PARTS OF THE EXERCISE →
1: Decide whether each statement agrees with the passage on athletic urinary incontinence, answering yes or no and quoting the deciding words: (a) Running was the most common trigger for leaking. (b) One large survey found that 45.5% of female athletes experienced athletic urinary incontinence. (c) Research has shown that leaking with athletic training is harmful to the pelvic floor.
2: From the passage on athletic urinary incontinence, return the part that opens with the words containing "While we often" and closes with "experience athletic urinary incontinence.".
3: Write the next part of the passage on athletic urinary incontinence, picking up after its final line.

DOCUMENT TEXT →
• • • •
While we often connect stress urinary incontinence with pregnancy and postpartum recovery, urinary leaking happens during athletics as well! Both recreational and elite athletes can experience athletic urinary incontinence.
Who experiences athletic urinary incontinence?
- Athletes in high-impact sports experience much more leaking than those in low-impact sports. Jumping was the most common trigger for leaking, followed by running. This means that a wide range of athletes experience urinary incontinence. Rates of leaking are high in trampolinists, track athletes, volleyball players, rugby players, and gymnasts.
- One large survey found that 14.7% of male and 45.5% of female athletes experienced athletic urinary incontinence.
- Rates of urinary leaking are similar regardless of whether someone has been pregnant.
Is athletic urinary incontinence harmful for the pelvic floor?
It’s hard to say for sure because of gaps in research. We do know that athletic urinary incontinence can be uncomfortable and embarrassing for some! It may affect performance, or it may just be a small annoyance for others.
However, no research has shown that leaking with athletic training is overall harmful to the pelvic floor. If anything, athletic training helps build pelvic floor strength and keep our bodies healthy!
How can we address athletic urinary incontinence?
• • • •
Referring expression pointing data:
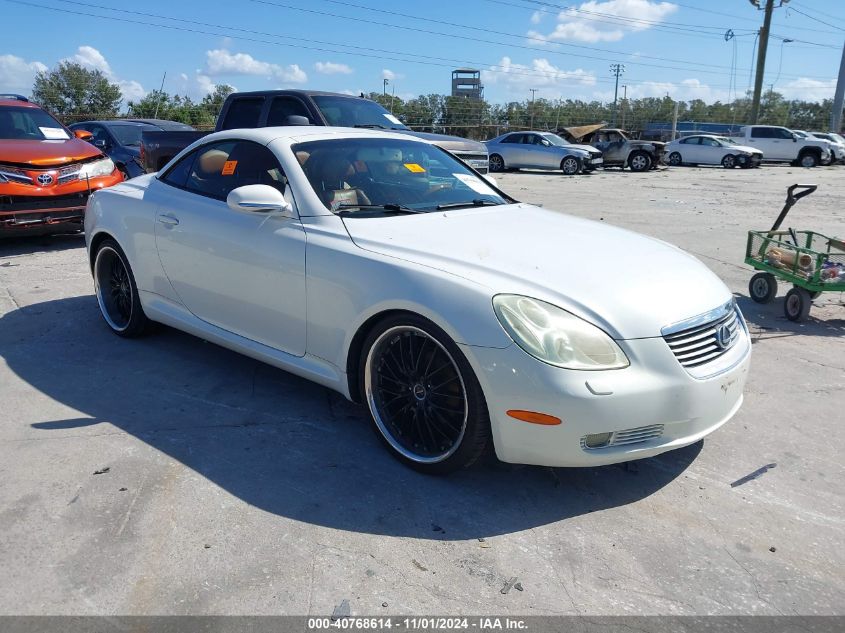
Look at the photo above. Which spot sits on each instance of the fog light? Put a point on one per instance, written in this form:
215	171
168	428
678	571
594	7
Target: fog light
597	440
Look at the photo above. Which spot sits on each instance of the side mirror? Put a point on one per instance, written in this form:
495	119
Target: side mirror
259	199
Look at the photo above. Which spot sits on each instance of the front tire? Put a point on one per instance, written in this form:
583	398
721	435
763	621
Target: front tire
117	293
639	161
763	287
570	166
424	399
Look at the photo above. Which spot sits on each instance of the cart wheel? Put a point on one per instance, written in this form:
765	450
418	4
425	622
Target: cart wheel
797	304
763	287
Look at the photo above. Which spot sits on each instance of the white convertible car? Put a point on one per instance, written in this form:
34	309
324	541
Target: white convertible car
384	268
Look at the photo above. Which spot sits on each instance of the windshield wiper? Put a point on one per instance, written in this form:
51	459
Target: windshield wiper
467	203
393	208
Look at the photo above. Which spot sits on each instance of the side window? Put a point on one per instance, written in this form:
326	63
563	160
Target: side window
282	108
243	113
221	167
178	174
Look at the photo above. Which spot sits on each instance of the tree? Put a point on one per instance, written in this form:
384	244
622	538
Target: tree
74	92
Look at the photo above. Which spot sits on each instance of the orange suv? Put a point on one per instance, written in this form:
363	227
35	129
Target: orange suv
46	171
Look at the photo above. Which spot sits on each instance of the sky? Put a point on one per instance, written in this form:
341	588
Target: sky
558	48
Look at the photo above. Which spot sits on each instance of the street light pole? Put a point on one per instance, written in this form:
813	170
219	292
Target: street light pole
533	90
616	69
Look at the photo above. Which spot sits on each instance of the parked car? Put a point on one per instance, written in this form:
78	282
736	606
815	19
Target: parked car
384	268
837	144
120	140
620	151
268	108
780	144
708	149
46	171
540	150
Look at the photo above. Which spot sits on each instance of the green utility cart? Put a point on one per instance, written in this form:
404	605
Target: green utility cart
813	263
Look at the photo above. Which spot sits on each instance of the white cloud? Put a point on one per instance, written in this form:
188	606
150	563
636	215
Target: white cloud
609	21
807	89
91	58
221	61
331	68
541	74
17	74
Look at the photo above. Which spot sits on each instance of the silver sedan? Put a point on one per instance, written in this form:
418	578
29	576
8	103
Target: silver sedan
539	150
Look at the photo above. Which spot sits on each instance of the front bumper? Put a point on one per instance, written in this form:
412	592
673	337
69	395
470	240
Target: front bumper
655	392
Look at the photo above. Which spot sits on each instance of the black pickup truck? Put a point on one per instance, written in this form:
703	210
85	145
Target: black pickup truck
267	108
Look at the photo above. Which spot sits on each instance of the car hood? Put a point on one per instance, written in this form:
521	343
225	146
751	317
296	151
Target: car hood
628	284
450	143
46	153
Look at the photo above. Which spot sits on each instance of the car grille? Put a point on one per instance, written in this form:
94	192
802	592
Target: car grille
705	342
628	436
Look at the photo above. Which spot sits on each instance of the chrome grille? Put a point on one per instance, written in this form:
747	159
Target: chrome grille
703	343
627	436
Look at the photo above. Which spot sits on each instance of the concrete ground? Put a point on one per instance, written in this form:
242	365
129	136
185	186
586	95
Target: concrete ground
169	476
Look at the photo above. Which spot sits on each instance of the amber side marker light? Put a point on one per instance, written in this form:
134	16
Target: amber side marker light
534	418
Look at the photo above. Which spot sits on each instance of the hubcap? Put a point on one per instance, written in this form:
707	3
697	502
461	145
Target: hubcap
113	288
416	394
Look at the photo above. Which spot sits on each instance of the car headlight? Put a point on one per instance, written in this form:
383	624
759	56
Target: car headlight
97	169
555	336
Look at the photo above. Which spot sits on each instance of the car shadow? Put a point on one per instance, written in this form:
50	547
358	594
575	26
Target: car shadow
282	443
24	244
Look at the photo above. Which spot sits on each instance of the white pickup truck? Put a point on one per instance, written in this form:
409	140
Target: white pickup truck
781	144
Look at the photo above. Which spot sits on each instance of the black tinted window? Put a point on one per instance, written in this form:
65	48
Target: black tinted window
243	113
282	108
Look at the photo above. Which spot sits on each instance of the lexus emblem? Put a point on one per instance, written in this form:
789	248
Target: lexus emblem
723	337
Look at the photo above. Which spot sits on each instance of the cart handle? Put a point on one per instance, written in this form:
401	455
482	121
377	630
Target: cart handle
791	199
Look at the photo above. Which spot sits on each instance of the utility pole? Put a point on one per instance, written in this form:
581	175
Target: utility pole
533	90
836	115
763	46
616	69
624	104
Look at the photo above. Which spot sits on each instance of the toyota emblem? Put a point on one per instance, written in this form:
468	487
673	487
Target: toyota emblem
723	337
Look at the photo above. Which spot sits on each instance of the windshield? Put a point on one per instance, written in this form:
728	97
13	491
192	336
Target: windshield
353	173
129	134
353	112
30	124
554	139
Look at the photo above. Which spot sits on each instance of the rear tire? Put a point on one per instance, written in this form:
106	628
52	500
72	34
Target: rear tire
797	304
496	162
639	161
425	402
763	287
116	292
570	166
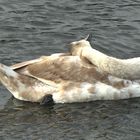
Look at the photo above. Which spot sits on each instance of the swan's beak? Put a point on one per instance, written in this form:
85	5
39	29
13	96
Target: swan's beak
88	37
• • • •
RESPONSES BY ITEM NUMBER →
1:
(a) No: "Jumping was the most common trigger for leaking, followed by running."
(b) Yes: "One large survey found that 14.7% of male and 45.5% of female athletes experienced athletic urinary incontinence."
(c) No: "However, no research has shown that leaking with athletic training is overall harmful to the pelvic floor."

2:
While we often connect stress urinary incontinence with pregnancy and postpartum recovery, urinary leaking happens during athletics as well! Both recreational and elite athletes can experience athletic urinary incontinence.

3:
- Learn about your pelvic floor. Understanding how your pelvic floor works and learning how to control it can be important for reducing symptoms. Agile’s pelvic physical therapy program is the perfect place to start!
- Consider programming. Athletes seem to experience more urinary leaking when they train more hours per week. This suggests that their pelvic floor muscles are not recovering fully from their workouts. A skilled pelvic PT can work with you to improve your recovery and maintain good pelvic floor function.
- Consider body position. Positioning can make a big difference in how your pelvic floor resists pressure. We can work with you to find the most helpful strategies for your symptoms!
Consider capacity. Athletes may benefit from building overall muscle strength and capacity outside of sports practice. We’d love to help you design and follow a strength training program that supports you!